» Excerpt to read
════════════════════
We hope that these explanations address your concerns and provide the necessary justification for our theoretical claims. If these explanations are satisfactory, we are happy to add them to the manuscript.

Your feedback has been invaluable and we appreciate your consideration of our responses. Please let us know if there are any further questions or if additional clarifications are needed.

2024-11-23

Thank you for the reply. However, these justifications does not fully resolve the concern.

From the setup you provide, $C\approx 1 +\sigma^2 L_{\nabla}$ is a claim one needs to prove as a lemma or theorem. On top of my head it is vague and I have no idea why it is an obvious conclusion, especially with Wasserstein distance setup. If possible, can you provide some evidence in previous works to support your claim? Justification of $\epsilon$ is fine, but it requires a clean statement in manuscript to reflect that this is a valid assumption. This assumption supports reviewer eGfq's concern that, if your learning time is long, say $T\gg 1$ , then $(1+\sigma^2)^{T-2}$ , with fixed sigma, is a diverging constant, it might give you a bound which fixed gradient descent scheme can achieve easily as well (think fixed scheme as dirac-delta density). How to reconcile the concern?

Moreover, I noticed authors might mix up the probability density and a fixed scheme. Explaining why Eq.(10) (11) holds is non-trivial: by stacking up the constant, the author implicitly assumed fixed gradient descent scheme, whereas the energy model $\exp(-L(x))$ , which reweigh particles, disappears when computing expectation. From my point of view, this is an inconsistency of presentation, I wonder if authors can explain further, whether or not $E_{\hat{p}[L]}[L(x)] = \int_x \frac{L(x)e^{-L(x)}}{Z} dx$ , with $Z$ partition function (same as normalization constant), and if this is the correct estimation as I understand, how eq (10)(11) hold in this case.
════════════════════
» Goals
**1.** For each statement, say whether it agrees with the review discussion, answering yes or no and quoting its deciding words: (a) The reviewer accepts the justification of $\epsilon$. (b) The reviewer treats $C\approx 1 +\sigma^2 L_{\nabla}$ as a conclusion needing no proof. (c) The authors offer to add their explanations to the manuscript.
**2.** Pick up the review discussion of the theoretical claims after its final paragraph and write what comes next.
════════════════════
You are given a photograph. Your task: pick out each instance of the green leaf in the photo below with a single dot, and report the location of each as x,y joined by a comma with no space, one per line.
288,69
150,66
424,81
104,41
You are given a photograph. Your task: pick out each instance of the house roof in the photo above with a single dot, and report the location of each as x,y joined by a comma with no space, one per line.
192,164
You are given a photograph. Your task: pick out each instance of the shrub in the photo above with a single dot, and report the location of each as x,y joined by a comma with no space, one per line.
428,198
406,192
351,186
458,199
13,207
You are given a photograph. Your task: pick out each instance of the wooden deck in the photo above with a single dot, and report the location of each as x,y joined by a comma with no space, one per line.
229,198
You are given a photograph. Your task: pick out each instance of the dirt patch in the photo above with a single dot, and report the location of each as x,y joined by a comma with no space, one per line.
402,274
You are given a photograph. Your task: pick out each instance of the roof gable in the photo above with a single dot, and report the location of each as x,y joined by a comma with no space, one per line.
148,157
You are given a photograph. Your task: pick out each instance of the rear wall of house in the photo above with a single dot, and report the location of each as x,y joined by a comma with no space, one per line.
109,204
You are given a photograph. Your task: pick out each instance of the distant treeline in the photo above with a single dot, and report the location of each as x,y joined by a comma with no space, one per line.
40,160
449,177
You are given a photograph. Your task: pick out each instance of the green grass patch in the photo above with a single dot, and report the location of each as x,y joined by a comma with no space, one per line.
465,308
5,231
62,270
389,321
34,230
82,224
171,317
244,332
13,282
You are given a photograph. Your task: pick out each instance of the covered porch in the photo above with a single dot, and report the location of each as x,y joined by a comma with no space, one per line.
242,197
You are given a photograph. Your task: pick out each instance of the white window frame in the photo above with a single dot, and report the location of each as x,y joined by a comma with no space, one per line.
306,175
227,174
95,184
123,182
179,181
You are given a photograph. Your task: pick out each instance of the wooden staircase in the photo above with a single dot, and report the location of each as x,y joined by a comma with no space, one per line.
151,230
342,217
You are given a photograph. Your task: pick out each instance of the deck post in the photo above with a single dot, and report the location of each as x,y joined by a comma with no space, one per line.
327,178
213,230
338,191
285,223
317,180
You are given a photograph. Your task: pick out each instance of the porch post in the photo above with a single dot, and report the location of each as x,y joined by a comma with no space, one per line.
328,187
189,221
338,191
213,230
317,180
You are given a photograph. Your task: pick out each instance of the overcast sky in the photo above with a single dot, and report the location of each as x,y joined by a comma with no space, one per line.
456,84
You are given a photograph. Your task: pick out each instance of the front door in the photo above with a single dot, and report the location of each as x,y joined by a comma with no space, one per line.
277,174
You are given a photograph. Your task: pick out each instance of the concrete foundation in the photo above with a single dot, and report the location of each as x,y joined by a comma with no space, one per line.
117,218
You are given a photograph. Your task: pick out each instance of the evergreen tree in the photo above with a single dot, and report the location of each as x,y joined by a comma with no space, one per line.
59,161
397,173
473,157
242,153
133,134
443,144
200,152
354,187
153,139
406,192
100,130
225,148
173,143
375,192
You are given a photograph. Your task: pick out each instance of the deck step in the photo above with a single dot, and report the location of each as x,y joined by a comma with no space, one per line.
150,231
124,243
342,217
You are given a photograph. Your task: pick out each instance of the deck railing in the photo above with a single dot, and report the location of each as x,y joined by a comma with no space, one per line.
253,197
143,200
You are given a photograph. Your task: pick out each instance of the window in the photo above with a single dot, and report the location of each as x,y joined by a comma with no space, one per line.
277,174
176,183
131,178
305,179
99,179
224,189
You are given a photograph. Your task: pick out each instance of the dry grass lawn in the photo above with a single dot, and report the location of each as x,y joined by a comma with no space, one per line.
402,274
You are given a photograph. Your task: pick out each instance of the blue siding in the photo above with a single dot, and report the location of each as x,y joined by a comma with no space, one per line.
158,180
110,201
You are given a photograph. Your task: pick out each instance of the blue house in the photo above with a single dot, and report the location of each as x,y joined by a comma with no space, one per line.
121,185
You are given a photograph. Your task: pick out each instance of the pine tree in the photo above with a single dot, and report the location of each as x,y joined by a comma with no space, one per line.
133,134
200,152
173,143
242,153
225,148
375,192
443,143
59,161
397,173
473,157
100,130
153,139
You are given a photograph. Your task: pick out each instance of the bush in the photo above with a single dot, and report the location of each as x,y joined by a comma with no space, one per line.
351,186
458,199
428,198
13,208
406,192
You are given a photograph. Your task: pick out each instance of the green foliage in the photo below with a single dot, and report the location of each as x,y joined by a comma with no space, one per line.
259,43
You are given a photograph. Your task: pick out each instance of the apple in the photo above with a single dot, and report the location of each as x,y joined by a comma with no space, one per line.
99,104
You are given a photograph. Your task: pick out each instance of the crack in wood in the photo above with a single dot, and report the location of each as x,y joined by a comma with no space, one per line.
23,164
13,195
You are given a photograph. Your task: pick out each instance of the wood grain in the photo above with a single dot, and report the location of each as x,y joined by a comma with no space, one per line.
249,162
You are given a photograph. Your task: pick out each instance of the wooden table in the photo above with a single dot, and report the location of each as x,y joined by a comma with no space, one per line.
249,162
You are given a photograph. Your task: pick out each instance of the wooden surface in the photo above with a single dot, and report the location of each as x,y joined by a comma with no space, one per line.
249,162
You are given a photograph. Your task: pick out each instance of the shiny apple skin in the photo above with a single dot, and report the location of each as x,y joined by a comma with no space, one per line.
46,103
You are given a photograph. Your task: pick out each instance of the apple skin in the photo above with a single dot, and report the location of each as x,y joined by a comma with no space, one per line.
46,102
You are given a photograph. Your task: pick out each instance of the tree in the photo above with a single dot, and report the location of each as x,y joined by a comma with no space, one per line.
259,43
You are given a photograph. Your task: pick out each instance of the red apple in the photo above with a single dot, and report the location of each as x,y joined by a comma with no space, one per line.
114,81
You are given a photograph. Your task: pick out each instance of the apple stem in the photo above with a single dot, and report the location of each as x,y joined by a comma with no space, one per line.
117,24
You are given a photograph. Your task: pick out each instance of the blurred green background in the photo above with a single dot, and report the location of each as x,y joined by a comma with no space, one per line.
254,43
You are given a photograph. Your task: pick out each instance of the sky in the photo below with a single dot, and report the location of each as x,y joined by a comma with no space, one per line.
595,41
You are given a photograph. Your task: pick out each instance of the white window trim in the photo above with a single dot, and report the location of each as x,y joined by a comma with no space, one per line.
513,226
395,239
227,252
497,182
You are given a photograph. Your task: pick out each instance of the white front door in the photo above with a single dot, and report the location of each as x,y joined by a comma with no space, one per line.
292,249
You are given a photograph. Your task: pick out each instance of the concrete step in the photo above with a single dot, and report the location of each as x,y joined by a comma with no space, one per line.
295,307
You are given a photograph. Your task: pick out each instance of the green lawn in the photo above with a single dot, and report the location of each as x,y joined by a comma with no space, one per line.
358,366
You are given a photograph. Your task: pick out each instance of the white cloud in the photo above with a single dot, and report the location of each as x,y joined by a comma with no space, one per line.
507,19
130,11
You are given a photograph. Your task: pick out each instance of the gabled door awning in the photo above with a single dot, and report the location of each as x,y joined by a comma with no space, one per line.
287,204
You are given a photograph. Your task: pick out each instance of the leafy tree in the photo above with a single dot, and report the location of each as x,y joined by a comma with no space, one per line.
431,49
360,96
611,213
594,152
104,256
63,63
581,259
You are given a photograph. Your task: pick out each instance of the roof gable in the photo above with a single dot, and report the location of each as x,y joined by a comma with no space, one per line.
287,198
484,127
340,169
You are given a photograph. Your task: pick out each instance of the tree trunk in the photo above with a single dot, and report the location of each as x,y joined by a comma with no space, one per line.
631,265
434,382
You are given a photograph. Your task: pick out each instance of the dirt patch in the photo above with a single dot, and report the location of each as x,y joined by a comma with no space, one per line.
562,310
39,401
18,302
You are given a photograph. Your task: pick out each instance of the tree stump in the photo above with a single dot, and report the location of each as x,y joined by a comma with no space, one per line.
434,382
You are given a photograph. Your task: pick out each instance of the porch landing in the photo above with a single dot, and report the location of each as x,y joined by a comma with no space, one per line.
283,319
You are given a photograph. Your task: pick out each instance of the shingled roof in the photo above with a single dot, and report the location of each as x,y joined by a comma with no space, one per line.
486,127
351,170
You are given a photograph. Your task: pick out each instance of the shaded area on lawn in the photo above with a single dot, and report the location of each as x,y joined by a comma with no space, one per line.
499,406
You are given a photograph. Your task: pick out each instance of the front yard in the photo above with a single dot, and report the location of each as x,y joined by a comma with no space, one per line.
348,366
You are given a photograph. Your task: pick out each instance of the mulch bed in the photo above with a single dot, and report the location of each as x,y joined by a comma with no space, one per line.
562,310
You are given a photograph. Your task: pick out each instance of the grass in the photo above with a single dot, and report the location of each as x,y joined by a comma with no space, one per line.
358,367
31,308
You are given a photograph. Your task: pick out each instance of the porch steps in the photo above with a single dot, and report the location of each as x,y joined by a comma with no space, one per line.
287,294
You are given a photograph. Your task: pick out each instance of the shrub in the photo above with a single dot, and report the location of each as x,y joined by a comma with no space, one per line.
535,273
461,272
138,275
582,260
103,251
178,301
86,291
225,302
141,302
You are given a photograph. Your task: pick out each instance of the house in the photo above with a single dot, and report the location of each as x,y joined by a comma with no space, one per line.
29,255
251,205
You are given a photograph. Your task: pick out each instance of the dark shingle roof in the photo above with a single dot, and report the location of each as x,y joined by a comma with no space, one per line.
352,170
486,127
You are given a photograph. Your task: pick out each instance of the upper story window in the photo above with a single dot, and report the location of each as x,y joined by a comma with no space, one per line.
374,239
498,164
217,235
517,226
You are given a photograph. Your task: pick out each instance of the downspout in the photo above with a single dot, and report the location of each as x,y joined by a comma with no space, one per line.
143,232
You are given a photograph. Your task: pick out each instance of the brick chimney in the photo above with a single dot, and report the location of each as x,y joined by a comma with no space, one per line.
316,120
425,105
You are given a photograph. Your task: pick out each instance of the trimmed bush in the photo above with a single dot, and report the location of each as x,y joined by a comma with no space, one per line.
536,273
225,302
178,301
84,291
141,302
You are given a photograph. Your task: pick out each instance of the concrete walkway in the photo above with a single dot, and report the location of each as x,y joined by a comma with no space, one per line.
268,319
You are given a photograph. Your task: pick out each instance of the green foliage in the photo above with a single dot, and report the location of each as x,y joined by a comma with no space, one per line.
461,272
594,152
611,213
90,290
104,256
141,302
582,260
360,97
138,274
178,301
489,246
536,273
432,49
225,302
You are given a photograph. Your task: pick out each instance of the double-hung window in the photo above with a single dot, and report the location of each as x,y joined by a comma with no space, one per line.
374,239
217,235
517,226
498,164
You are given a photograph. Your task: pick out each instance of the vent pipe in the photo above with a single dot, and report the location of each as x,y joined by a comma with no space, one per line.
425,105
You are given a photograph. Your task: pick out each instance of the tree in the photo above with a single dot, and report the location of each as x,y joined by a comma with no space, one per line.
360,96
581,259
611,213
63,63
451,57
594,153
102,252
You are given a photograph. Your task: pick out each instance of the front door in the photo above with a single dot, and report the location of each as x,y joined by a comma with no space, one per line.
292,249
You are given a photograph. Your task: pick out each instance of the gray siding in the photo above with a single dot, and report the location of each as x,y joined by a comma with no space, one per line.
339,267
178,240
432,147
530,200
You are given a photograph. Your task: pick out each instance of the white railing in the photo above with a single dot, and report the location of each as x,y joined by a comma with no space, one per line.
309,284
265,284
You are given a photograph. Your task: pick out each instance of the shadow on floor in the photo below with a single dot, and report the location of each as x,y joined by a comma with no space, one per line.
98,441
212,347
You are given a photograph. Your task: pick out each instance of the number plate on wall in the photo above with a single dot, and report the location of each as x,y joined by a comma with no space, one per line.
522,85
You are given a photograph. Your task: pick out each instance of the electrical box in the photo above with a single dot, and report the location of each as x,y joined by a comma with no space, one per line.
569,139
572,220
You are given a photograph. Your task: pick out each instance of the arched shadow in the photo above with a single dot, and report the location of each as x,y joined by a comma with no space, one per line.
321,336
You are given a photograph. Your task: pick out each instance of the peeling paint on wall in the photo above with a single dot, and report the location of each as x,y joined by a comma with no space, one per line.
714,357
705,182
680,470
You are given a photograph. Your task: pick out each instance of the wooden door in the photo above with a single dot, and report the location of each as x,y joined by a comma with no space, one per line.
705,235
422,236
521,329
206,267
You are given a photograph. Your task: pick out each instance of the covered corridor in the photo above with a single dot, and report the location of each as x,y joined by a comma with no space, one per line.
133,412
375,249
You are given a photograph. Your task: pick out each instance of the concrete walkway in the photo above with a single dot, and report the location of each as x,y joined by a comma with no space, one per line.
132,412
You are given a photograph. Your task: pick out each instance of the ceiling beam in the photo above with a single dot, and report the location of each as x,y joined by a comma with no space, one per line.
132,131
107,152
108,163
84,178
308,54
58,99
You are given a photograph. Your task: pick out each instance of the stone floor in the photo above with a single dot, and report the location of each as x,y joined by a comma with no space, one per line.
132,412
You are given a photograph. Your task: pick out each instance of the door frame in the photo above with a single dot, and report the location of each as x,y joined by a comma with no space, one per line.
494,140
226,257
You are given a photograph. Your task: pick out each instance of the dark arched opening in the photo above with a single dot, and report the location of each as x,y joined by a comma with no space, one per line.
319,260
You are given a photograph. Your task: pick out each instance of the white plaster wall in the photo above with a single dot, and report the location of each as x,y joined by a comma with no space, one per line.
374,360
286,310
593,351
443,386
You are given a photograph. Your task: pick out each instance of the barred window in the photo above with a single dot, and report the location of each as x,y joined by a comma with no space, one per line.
════════════════════
» Expected responses
**1.**
(a) Yes: "Justification of $\epsilon$ is fine"
(b) No: "$C\approx 1 +\sigma^2 L_{\nabla}$ is a claim one needs to prove as a lemma or theorem"
(c) Yes: "If these explanations are satisfactory, we are happy to add them to the manuscript."

**2.**
For locally linear assumption, I presume authors are claiming "locally differentiable". This part is fine but I wonder if there are some ways of validating the theorem 3 even if first order Taylor expansion is an approximation.

评论- Regarding Approximating Bayes Optimal Solutions

2024-11-23

I appreciate the justification from authors, and I would recommend authors state the fact in a more convinced manner by citing previous works. I wonder if Hoeting et. al. has justification of these statements or consider citation of some textbook like [1] which partially support your claim.

[1]: Simo Srkk. 2013. Bayesian Filtering and Smoothing. Cambridge University Press, USA.

2024-11-23

Thank you for your continued engagement with our paper and for your insightful comments. We appreciate your suggestions and have worked diligently to address each of your concerns. Below, we provide detailed responses and have made corresponding revisions to the manuscript to enhance clarity and rigor.

Approximating Bayes Optimal Solutions

Thank you for this suggestion. In the revised manuscript, we have more carefully explained how Theorem 3 implies that in the limit of infinitely many particles, the particle filter exactly matches the posterior distribution and have cited prior work in support of this (Doucet et al.).

Clarification on $C \approx 1 + \sigma^2 L_{\nabla}$ and the Wasserstein Distance

We appreciate the need for a formal justification. We are happy to provide a formal lemma here, and if satisfactory, can add it to our manuscript:

Lemma: Let $D$ be the 2-Wasserstein distance, and suppose the loss function $L$ has a Lipschitz continuous gradient with Lipschitz constant $L_{\nabla}$ . Then, for the gradient descent update $x_{t+1} = x_t - \sigma^2 \nabla L(x_t)$ , the following holds:

$D(\hat{p}[L], \hat{q}[L]) \leq (1 + \sigma^2 L_{\nabla}) D(\hat{p}, \hat{q})$ .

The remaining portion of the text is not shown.